» What you need to do
Each record below needs to be retyped exactly.

» Data for processing
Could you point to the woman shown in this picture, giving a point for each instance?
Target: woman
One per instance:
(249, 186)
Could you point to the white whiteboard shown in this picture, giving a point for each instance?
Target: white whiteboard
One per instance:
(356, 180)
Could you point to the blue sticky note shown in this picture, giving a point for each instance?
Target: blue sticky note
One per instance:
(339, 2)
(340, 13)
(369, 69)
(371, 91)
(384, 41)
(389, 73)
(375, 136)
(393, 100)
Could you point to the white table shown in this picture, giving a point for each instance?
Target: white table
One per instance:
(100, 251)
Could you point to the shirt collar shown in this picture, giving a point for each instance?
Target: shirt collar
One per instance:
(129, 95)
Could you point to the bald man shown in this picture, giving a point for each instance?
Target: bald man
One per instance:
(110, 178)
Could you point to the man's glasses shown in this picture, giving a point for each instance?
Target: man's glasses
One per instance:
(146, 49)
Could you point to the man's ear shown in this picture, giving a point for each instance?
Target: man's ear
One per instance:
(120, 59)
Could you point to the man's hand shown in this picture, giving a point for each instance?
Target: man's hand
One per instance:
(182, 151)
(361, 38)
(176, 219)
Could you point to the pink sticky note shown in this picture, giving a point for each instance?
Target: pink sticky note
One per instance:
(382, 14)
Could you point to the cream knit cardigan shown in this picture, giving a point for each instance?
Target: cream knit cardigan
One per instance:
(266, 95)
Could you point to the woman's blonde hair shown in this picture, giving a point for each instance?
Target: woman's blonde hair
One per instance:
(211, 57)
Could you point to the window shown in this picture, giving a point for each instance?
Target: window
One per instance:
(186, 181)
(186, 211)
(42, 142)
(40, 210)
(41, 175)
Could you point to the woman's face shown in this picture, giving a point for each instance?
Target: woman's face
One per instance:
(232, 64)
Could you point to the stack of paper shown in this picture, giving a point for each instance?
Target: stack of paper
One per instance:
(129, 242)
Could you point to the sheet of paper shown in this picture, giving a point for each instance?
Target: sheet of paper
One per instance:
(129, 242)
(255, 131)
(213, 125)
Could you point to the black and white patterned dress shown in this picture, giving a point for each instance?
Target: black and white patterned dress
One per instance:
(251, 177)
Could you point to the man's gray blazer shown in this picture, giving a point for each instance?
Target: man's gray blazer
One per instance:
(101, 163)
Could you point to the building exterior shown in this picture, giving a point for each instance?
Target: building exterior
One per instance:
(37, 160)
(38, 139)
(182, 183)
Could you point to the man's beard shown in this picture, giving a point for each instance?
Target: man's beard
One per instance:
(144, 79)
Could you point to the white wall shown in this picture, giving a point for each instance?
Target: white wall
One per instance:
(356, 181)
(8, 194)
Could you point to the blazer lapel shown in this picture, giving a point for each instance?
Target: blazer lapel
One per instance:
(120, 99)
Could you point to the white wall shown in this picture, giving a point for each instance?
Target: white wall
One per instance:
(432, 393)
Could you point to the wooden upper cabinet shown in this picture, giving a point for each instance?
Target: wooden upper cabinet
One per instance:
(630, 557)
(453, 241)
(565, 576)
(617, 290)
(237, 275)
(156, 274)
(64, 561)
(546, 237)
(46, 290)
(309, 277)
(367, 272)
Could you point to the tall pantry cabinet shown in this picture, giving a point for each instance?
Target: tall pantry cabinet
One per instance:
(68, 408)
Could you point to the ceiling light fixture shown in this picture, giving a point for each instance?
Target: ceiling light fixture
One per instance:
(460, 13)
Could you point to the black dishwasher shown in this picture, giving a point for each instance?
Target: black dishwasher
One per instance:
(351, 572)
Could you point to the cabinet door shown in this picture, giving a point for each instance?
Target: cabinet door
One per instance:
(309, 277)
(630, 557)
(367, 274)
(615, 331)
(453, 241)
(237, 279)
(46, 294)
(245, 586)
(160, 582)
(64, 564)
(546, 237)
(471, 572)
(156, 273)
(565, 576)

» Answer section
Could you point to the woman shown in this picture, giving a point for each instance?
Target: woman
One per instance:
(249, 186)
Could you point to the white whiteboard shown in this picture, giving a point for each instance?
Target: white whiteboard
One per instance:
(356, 180)
Could you point to the blue sticky note shown in this picture, giving a point for each instance?
Target: blue sticky note
One per instance:
(339, 2)
(340, 13)
(369, 69)
(371, 91)
(384, 41)
(389, 73)
(375, 136)
(393, 100)
Could you point to the white table shown in this picture, giving a point for each instance?
Target: white table
One per instance:
(100, 251)
Could you point to the shirt collar shown in this picture, giving a point for each instance?
Target: shirt collar
One per instance:
(129, 95)
Could you point to the bald man shown in this picture, giving a point for each instance?
Target: bald man
One per instance:
(110, 178)
Could you point to the man's glasses shown in this picture, giving a point for each instance?
Target: man's glasses
One per instance:
(146, 49)
Could you point to the man's ear shown in this picture, giving a point for each instance?
Target: man's ear
One per instance:
(120, 59)
Could you point to the man's hand shown in this picture, giving a point for each instance?
Target: man's hand
One per instance:
(182, 151)
(361, 38)
(176, 219)
Could you point to the pink sticky note shown in this picture, giving a point for each instance?
Target: pink sticky note
One per instance:
(382, 14)
Could you point to the cream knit cardigan shown in this picture, giving a point for each instance?
Target: cream knit cardigan
One per instance:
(266, 95)
Could you point to the woman's blonde hair shown in this picture, giving a point for each instance?
Target: woman's blonde hair
One per instance:
(211, 57)
Could you point to the window shown in this picture, giving a point for each instance?
Target: window
One per instance:
(186, 181)
(186, 211)
(42, 142)
(40, 210)
(41, 175)
Could you point to the woman's face shown in this picture, giving a point for each instance?
Target: woman's face
One per instance:
(232, 64)
Could you point to the stack of paper shown in this picture, giving a point for each instance?
Target: stack of paper
One per instance:
(129, 242)
Could you point to the sheet of paper shown in this picture, giving a point for each instance?
Target: sheet of paper
One per instance:
(129, 242)
(255, 131)
(213, 125)
Could you point to the black and white patterned dress shown in this picture, giving a point for each instance?
Target: black and white patterned dress
One per instance:
(251, 177)
Could you point to the man's gray blazer shown in this picture, giving a point for each instance?
Target: man's gray blazer
One per instance:
(101, 163)
Could you point to the building exterior shown in this picture, giving a point for each instance?
Target: building exterior
One per instance:
(37, 160)
(38, 139)
(182, 183)
Could you point to the man's beard shown in this picture, giving a point for each instance?
Target: man's beard
One per instance:
(144, 79)
Could you point to the white wall shown in this picture, giving a point for each instance?
Target: white wall
One per instance:
(356, 181)
(8, 194)
Could you point to the blazer lapel shown in this picture, giving a point for each instance?
Target: blazer lapel
One per instance:
(120, 99)
Could you point to the white wall shown in this picture, giving a point for each instance?
Target: white wall
One per instance:
(432, 393)
Could you point to the wooden upper cabinet shown in this picture, giving a point for each instance?
Target: wooden upper cabinet
One per instance:
(630, 557)
(453, 241)
(565, 576)
(617, 290)
(237, 275)
(156, 274)
(64, 561)
(546, 237)
(46, 290)
(309, 277)
(367, 272)
Could you point to the tall pantry cabinet shown in this picture, giving a point for each instance?
Target: tall pantry cabinet
One per instance:
(68, 408)
Could you point to the ceiling light fixture shown in this picture, giving a point for each instance?
Target: ceiling light fixture
One per instance:
(460, 13)
Could you point to the black dishwasher shown in this picture, giving a point for each instance?
Target: black dishwasher
One per instance:
(351, 572)
Could you point to the cabinet door shown in this picture, giving a point for each instance?
Target: cabinet door
One per instance:
(309, 277)
(630, 557)
(367, 274)
(615, 331)
(453, 241)
(237, 279)
(46, 294)
(245, 586)
(160, 582)
(64, 564)
(546, 237)
(471, 572)
(156, 273)
(565, 576)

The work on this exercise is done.